___ TASK INPUTS

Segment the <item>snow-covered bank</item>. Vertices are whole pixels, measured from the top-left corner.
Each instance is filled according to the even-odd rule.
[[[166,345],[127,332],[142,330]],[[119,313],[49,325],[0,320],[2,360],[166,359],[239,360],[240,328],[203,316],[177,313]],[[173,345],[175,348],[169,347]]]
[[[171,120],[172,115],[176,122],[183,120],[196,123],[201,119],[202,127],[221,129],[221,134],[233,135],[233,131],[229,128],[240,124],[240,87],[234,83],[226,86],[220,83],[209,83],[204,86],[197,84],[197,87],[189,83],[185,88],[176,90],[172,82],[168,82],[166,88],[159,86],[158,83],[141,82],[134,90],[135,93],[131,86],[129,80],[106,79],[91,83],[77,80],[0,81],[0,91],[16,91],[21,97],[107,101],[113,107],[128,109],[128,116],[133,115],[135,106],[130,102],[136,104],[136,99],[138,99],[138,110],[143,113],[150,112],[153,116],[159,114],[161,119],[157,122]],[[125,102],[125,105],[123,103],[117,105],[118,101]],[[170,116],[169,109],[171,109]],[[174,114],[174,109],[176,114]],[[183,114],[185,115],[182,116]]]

______
___ TASK INPUTS

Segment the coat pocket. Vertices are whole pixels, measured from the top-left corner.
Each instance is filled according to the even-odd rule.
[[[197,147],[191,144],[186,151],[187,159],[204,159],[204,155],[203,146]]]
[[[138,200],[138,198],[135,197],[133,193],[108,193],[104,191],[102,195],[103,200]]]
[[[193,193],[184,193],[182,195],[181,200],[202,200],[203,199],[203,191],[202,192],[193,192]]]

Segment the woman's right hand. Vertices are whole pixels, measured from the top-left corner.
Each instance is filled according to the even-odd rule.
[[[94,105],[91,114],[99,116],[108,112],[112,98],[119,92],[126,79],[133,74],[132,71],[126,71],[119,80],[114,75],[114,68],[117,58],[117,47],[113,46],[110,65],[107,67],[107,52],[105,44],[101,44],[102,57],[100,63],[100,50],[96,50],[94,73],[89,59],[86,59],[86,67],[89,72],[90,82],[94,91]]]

______

▶ _WHAT IS BEING ASKED_
In the listing, find every line containing the word "pixels" and list it.

▶ _EXPECTED ANSWER_
Segment the <item>snow-covered bank</item>. Vertices are whole pixels, measured from the top-left corner.
Segment the coat pocket. Vertices are whole pixels, measured from the top-left corner.
Segment the woman's right hand. Vertices are whole pixels, measured from the top-left corner.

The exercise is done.